- **Entries provided**

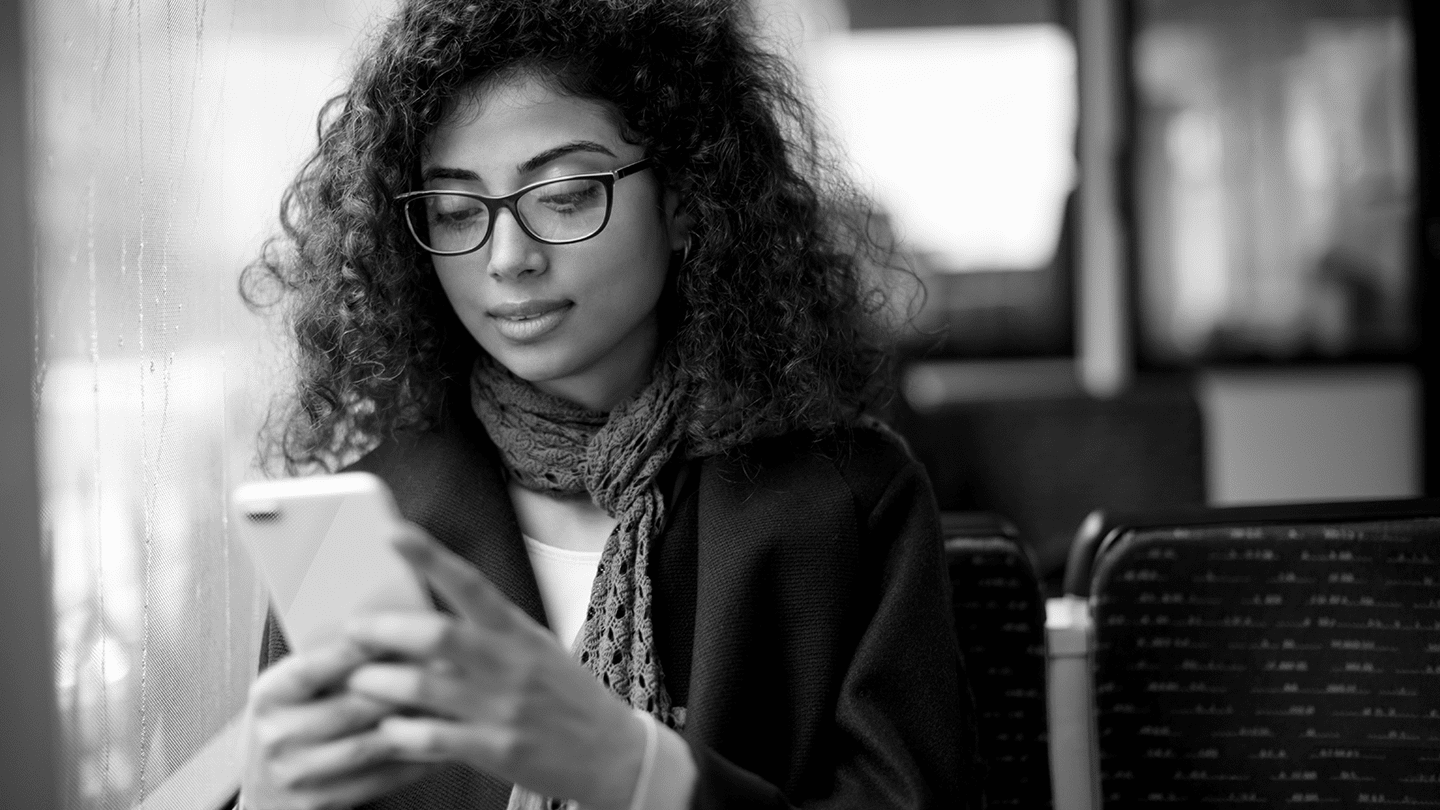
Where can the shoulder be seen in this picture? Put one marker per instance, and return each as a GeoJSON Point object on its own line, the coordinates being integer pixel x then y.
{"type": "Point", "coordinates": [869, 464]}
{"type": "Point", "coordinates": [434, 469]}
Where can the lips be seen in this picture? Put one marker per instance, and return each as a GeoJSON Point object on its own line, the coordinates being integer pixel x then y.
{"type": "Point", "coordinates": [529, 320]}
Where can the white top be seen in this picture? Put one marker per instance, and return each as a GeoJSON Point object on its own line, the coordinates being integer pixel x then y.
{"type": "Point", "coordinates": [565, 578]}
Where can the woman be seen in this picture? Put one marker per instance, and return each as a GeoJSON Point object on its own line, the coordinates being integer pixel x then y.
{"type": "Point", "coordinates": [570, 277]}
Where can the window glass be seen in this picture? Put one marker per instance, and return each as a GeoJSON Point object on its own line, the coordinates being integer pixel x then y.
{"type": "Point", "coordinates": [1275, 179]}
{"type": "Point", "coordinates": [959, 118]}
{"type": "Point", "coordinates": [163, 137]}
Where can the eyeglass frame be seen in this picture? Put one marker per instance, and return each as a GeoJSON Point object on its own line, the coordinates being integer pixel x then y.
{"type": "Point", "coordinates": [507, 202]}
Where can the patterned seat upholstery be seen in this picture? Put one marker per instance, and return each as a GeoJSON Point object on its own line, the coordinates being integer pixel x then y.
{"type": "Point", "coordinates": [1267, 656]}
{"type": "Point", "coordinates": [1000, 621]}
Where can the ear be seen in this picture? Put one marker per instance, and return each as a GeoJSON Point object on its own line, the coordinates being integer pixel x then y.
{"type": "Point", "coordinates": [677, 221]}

- **Stated task**
Give the records above as a CSV with the columns input and output and one row for each line asking where something can be seen. Put that line's wording and its answer each in one quoted field, turn line breaks into spaces, and leave the pictures out.

- **Written reply**
input,output
"Where can the shoulder be seen in this picture? Put one marker per instance, and return each as a GeoJSON Point object on its own line, the coordinates being integer pixel x then y.","{""type"": ""Point"", ""coordinates"": [869, 464]} {""type"": ""Point"", ""coordinates"": [434, 469]}"
"Where can the lips be seen in this picture? Put one marker per instance, and return each as a GeoJSON Point object on its own line, the coordinates being integer pixel x then y.","{""type"": ""Point"", ""coordinates"": [529, 320]}"
"Where can the white top be seen in this picture? Put one marker per instance, and return each as a GeoJSON Point object on its own line, the coordinates being integer pixel x then y.","{""type"": ""Point"", ""coordinates"": [565, 578]}"
"Where can the woman be seen in this picture? Put one marker per instance, and return each as a GeoJSON Point object on its own line, the coordinates being integer pixel x then y.","{""type"": ""Point"", ""coordinates"": [570, 277]}"
"Where can the window glass be seen in this picture? Put one marker per instance, and return each as a GeoJSON Point object on its own line, the coordinates being integer pixel x then y.","{""type"": ""Point"", ""coordinates"": [1275, 179]} {""type"": ""Point"", ""coordinates"": [959, 118]} {""type"": ""Point"", ""coordinates"": [163, 137]}"
"Where can the eyeglass frame be seen in this picture? Put one marker per instance, and return each as a GeoJSON Point object on its own line, the coordinates being integer pixel x then y.","{""type"": ""Point"", ""coordinates"": [507, 202]}"
"Where can the patterned seat upholstery be seen in this picture? Put one marker per instance, and return each as a GeoJSON Point object on its own line, the coordinates being integer pixel x then y.","{""type"": ""Point"", ""coordinates"": [1267, 656]} {""type"": ""Point"", ""coordinates"": [1000, 621]}"
"Where can the ear be seen in this picture? Put one marker per instance, and return each as a GeoJSON Point object on its own line, the coordinates being integer pixel x then y.","{""type"": ""Point"", ""coordinates"": [677, 221]}"